BFH, Urt. v. 18.10.1983, VIII R 190/08: Das Unterschreiten des untersten Rohgewinnsatzes (Aufschlagsatzes) der Richtsatzsammlung rechtfertigt bei formell ordnungsgemäßer Buchführung eine Schätzung nur dann, wenn das Finanzamt (der Betriebsprüfer) zusätzlich konkrete Hinweise auf die sachliche Unrichtigkeit des Buchführungsergebnisses geben kann oder der Steuerpflichtige selbst Unredlichkeiten zugesteht.

FG Münster, Beschluss v. 05.12.2002, 8 V 5774/02

Steueransprüche für den jeweiligen Veranlagungszeitraum sind nach den Grundsätzen der Abschnittsbesteuerung zu prüfen. Ob der erklärte Gewinn für einen Veranlagungszeitraum (VZ) nicht durch ordnungsgemäße Buchführung ermittelt worden ist, kann daher nicht einfach unterstellt werden, auch wenn im Vor- und/oder Folgejahr erhebliche Buchführungsmängel aufgetreten sind. Es ist daher nicht zulässig, wenn der Prüfer nur ein oder 2 VZ prüft, Mängel feststellt und dann die übrigen VZ analog zuschätzen will. Solange für diese VZ die Vermutung der Richtigkeit der Buchführung nach § 158 AO nicht widerlegt ist, kann nicht einfach für diese VZ ebenfalls geschätzt werden.

Chi²-Test und Zeitreihenvergleich

FG Münster: der Chi²-Test ist allein kein Nachweis für eine Hinterziehung und rechtfertigt isoliert keine Zuschätzung. Es muss zu den Auffälligkeiten aus dem Chi²-Test noch eine Vermögenszuwachs- oder Geldverkehrsrechnung hinzukommen, die den Umfang der Verkürzung/Zuschätzung darlegt/rechtfertigt. Aus Auffälligkeit des Chi²-Tests allein folgt steuerlich noch nichts (FG Münster Beschluss v 14.08.2003, 8 V 2651/03 EU).

Bei einer Eisdiele mit offener Ladenkasse wurde ein Chi²-Test zur Überprüfung der erklärten Zahlen eingesetzt. Der Zeitreihenvergleich mit 10 Kalenderwochen wurde als Schätzungsmethode bestätigt. Die Einwendungen zum saisonal unterschiedlichen Warensortiment wurde vom FG anerkannt, zumal das FA nicht widersprochen hatte. Allerdings ist das FA bei der Schätzungsmethode frei und der Zeitreihenvergleich eine geeignete Methode zur Schätzung, so das FG Münster, Beschluss v. 19.08.04, 8 V 3055/04.

Der Verdacht unvollständiger, ggf. manipulierter Aufzeichnungen aufgrund einer nicht ordnungsgemäßen Kassenbuchführung kann durch einen sog Chi-Quadrat-Test erhärtet werden. Das Maß der Zuschätzung kann durch einen Zeitreihenverglich ermittelt werden (FG Münster, Beschluss v 10.11.03, 6 V 4562/03).

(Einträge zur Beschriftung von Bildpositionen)

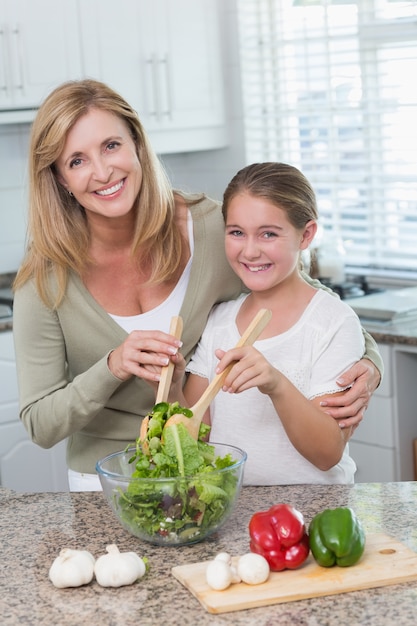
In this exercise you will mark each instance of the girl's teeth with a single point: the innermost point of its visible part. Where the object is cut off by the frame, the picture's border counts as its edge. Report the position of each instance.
(257, 269)
(110, 190)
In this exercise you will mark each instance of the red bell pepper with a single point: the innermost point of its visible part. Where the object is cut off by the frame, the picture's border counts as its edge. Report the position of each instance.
(280, 536)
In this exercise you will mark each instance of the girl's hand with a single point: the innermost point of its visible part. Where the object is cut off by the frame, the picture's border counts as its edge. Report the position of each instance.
(142, 354)
(251, 369)
(349, 408)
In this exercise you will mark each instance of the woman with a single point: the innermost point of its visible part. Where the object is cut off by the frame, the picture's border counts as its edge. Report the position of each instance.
(113, 254)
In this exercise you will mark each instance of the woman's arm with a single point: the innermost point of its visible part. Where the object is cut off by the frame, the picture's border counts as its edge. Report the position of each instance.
(364, 377)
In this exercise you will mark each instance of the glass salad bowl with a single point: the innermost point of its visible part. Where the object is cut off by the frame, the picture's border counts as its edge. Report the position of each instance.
(173, 510)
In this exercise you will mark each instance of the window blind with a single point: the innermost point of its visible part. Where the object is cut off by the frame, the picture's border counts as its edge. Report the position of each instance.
(330, 87)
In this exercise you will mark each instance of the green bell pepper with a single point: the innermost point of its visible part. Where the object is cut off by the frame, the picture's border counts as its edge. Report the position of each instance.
(336, 537)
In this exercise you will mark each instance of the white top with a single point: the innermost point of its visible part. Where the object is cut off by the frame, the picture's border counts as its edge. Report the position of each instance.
(325, 342)
(160, 317)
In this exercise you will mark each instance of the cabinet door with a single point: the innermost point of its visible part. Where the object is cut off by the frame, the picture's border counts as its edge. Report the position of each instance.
(24, 466)
(164, 58)
(40, 48)
(27, 468)
(181, 51)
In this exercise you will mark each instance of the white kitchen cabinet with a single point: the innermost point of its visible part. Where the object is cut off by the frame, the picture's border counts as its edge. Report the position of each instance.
(164, 58)
(39, 48)
(382, 445)
(24, 466)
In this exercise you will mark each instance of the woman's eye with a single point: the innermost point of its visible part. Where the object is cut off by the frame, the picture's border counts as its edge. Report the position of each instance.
(112, 145)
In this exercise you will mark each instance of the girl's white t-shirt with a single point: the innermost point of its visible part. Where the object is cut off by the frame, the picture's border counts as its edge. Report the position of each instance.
(325, 342)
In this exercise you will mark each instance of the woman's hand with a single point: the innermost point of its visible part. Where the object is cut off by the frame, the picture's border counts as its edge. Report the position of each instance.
(142, 354)
(349, 408)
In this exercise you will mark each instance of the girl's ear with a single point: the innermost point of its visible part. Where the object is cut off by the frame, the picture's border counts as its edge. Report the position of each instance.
(309, 233)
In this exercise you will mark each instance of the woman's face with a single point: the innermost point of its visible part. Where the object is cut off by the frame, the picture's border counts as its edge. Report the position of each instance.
(99, 165)
(262, 246)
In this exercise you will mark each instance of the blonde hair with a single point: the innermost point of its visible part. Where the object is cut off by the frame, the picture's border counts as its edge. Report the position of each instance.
(58, 236)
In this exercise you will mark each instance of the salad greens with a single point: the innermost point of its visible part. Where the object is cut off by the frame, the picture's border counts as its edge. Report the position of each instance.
(183, 509)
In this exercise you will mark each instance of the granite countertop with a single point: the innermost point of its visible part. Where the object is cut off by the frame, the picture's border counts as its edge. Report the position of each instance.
(34, 527)
(402, 331)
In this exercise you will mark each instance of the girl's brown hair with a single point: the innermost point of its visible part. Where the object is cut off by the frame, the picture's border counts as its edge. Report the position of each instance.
(282, 184)
(58, 236)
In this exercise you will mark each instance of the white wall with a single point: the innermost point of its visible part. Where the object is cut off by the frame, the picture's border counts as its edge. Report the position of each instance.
(208, 171)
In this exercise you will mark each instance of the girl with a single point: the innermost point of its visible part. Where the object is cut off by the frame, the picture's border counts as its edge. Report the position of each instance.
(272, 405)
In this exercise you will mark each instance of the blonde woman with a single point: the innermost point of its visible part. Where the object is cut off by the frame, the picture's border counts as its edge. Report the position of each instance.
(113, 253)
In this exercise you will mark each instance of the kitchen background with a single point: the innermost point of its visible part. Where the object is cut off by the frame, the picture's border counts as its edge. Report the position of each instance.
(206, 77)
(191, 102)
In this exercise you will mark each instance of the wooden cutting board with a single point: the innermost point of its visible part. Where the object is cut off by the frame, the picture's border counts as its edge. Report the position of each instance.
(384, 562)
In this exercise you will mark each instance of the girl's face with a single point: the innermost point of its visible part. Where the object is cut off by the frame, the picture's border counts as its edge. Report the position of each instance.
(99, 165)
(262, 246)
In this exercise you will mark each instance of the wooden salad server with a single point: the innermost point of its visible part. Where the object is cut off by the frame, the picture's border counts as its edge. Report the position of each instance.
(250, 335)
(164, 382)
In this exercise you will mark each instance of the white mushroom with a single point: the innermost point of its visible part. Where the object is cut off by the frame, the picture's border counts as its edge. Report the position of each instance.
(116, 569)
(72, 568)
(253, 568)
(218, 574)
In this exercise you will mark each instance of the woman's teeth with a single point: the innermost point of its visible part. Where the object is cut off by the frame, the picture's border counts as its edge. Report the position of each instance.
(258, 268)
(110, 190)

* **ANWEISUNGEN**
1 – Welche Schätzungsmethode hat das FG Münster laut Seitentext im Fall der Eisdiele mit offener Ladenkasse bestätigt?
2 – Prüfe für jede Aussage, ob sie mit dem Seitentext übereinstimmt:
(a) Ein auffälliger Chi²-Test rechtfertigt für sich allein keine Zuschätzung.
(b) Der Prüfer darf nach der Prüfung von ein oder zwei Veranlagungszeiträumen die übrigen analog zuschätzen.
(c) Im Fall der Eisdiele hat das Finanzamt den Einwendungen zum saisonal unterschiedlichen Warensortiment widersprochen.

* **ANTWORTEN**
1 – Den Zeitreihenvergleich mit 10 Kalenderwochen.

2 –
(a) Ja: „der Chi²-Test ist allein kein Nachweis für eine Hinterziehung und rechtfertigt isoliert keine Zuschätzung“
(b) Nein: „Es ist daher nicht zulässig, wenn der Prüfer nur ein oder 2 VZ prüft, Mängel feststellt und dann die übrigen VZ analog zuschätzen will.“
(c) Nein: „zumal das FA nicht widersprochen hatte“